--- Data listing ---
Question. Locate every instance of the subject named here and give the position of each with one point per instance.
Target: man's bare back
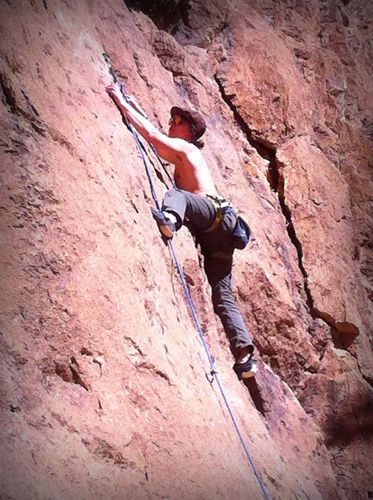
(192, 173)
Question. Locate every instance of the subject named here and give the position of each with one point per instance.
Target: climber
(196, 203)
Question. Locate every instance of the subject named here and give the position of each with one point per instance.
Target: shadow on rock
(355, 423)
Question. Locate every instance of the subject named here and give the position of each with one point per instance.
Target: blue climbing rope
(192, 307)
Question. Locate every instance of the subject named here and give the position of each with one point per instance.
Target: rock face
(104, 387)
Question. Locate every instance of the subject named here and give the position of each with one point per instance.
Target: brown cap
(194, 118)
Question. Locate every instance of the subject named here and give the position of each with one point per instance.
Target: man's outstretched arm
(171, 149)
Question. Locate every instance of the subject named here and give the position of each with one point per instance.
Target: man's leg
(219, 274)
(198, 209)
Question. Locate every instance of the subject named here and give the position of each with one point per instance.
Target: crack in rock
(276, 181)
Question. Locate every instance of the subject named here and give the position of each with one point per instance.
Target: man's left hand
(114, 90)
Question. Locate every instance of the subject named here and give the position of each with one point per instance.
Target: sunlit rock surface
(103, 378)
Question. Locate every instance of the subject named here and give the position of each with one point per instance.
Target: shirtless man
(195, 202)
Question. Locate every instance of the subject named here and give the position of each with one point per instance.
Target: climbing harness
(222, 207)
(213, 372)
(241, 232)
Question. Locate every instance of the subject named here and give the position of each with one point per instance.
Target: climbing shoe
(166, 227)
(245, 370)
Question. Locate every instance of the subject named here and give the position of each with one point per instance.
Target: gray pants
(198, 213)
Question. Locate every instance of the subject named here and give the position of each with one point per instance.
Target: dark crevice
(165, 14)
(276, 181)
(10, 100)
(346, 332)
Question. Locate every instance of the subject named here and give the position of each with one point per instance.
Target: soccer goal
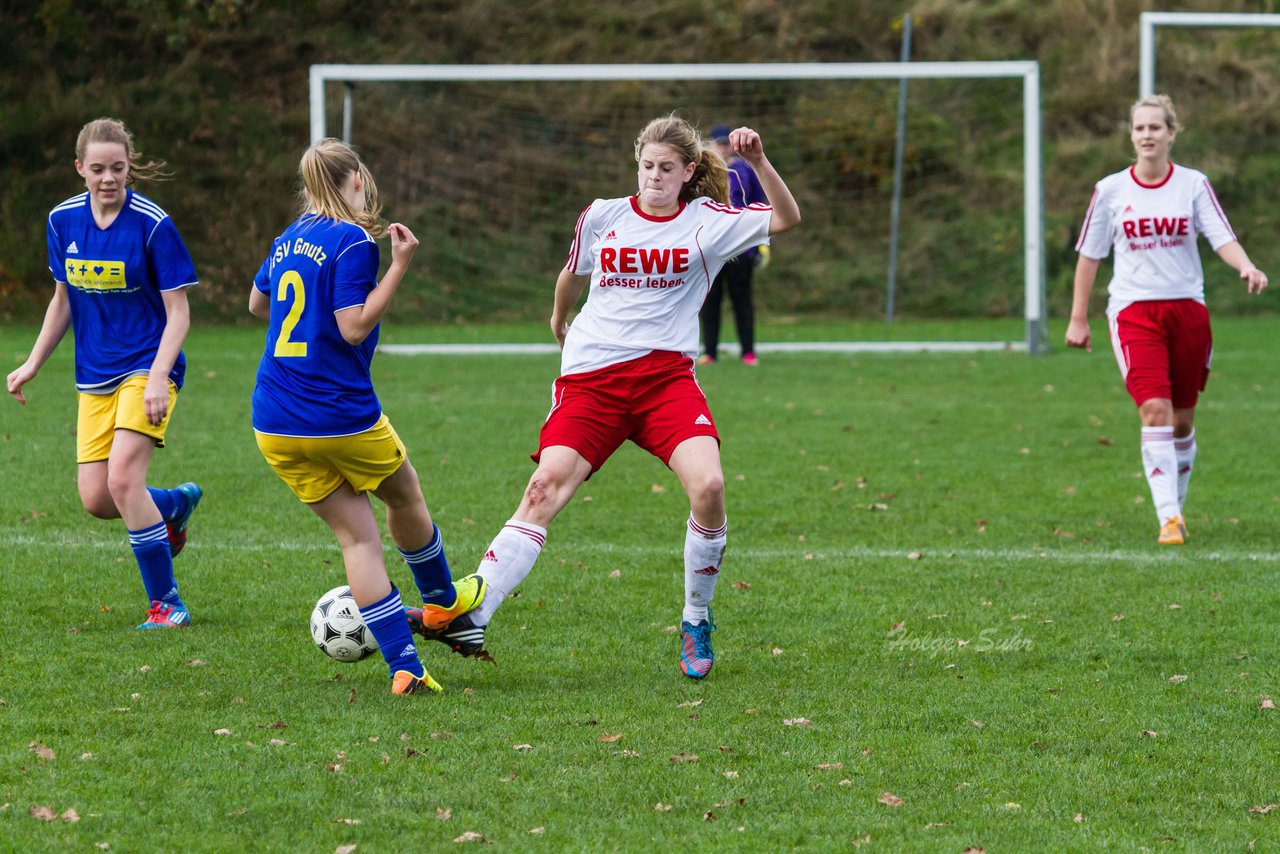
---
» **Short task**
Collect every line of the material above that contains the word "rock", treating uppercase and lowercase as different.

» **Right answer**
Target: shadow on rock
Target: rock face
Target: crack in rock
Target: sunlit rock surface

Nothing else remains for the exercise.